Directions: Using the entries below, return word for word the lines from the one containing "of the field" up to and including the last.

☆ ☆ ☆

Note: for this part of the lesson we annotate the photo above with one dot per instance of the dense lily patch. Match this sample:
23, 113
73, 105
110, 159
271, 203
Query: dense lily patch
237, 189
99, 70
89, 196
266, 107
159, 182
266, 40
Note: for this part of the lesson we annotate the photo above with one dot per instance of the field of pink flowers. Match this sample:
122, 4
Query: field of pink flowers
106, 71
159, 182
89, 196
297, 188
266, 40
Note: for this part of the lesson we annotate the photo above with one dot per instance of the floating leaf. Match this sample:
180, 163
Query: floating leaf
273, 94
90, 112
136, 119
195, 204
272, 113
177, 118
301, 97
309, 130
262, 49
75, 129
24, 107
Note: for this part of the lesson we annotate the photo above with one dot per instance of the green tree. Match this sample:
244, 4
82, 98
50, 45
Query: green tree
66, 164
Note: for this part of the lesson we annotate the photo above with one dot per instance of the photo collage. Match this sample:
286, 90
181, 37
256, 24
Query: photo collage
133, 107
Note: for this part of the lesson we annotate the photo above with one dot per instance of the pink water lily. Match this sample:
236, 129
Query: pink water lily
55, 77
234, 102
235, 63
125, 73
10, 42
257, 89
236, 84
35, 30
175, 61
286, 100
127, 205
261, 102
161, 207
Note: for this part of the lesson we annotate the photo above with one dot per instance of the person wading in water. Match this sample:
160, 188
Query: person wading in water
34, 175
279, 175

☆ ☆ ☆

Response below:
Note: for this part of the lesson we annotate the photo above with one dot per instance of the field of pink flowers. Match this sample:
122, 4
Query: field of pink flowers
106, 71
159, 182
89, 196
297, 188
266, 40
Note: for this part of the lesson we annotate the photo above with one dot per instance of the floating leaf. Match this sample:
180, 163
Query: floating leaf
273, 94
90, 112
136, 119
195, 204
272, 113
177, 118
301, 97
309, 130
262, 49
75, 129
24, 107
Note: for this part of the lesson we annotate the photo above with one dot per instance of the green tree. Match this sample:
244, 4
82, 98
50, 45
Query: green tree
66, 164
Note: for this part of the lesson we annotate the photo above with one dot per instance of the photo collage. Match this sample:
286, 90
181, 37
256, 24
Query: photo collage
133, 107
Note: for this part of the lesson we annotate the photo above with one dot per instance of the pink water lily. Match this sample:
236, 129
Query: pink water lily
55, 77
234, 102
235, 63
125, 73
10, 42
257, 89
236, 84
35, 30
175, 61
286, 100
127, 205
261, 102
161, 207
Note: for this part of the lesson we annotate the photo above with one dot per instance of the person wading in water. Match this sample:
160, 188
Query: person wading in water
34, 175
279, 175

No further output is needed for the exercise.